BEGIN PAGE EXTRACT
Press Trust of India|Jun 12, 2021
- ‘I've seen so many deaths’: An MBBS intern on COVID deaths and duty
‘I've seen so many deaths’: An MBBS intern on COVID deaths and duty
Coronavirus: On May 3, PM Modi directed final-year MBBS students to be placed on COVID-19 duty. Akshat joined five days later.
NEW DELHI: Akshat has spent less than a month on the job and he is already intensely familiar with death.
Two days into his posting as a medical intern in the COVID ICU of Heritage Medical College in Varanasi, Uttar Pradesh, a patient died in his arms. “The patient was over 80 and had multiple comorbidities -- kidney disease, cardiac complications, hypertension. We provided the best treatment, but the patient collapsed,” he said.
“I have seen so many deaths in these few days, I cannot describe the mental state they put me in,” Akshat continued. “It is so hard to accept that the moment you join your duty as a doctor, you have to see these many deaths.”
END PAGE EXTRACT
BEGIN DATA RECORDS
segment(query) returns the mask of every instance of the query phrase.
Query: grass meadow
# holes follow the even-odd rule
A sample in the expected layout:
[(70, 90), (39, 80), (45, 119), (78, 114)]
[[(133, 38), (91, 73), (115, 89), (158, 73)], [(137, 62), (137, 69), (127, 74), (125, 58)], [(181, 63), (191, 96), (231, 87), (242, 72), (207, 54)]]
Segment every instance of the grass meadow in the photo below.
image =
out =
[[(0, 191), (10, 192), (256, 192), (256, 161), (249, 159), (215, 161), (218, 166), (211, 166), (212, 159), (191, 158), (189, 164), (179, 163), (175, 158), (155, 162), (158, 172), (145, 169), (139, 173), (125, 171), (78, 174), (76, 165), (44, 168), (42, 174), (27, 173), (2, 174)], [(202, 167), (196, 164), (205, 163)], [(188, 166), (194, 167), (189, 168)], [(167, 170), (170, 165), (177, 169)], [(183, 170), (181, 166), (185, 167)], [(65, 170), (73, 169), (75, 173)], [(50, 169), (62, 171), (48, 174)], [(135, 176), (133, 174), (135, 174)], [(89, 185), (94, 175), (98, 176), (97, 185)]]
END DATA RECORDS
# INSTRUCTIONS TO FOLLOW
According to the news report about the MBBS intern, where was Akshat posted as a medical intern?

# EXERCISE ANSWER
In the COVID ICU of Heritage Medical College in Varanasi, Uttar Pradesh.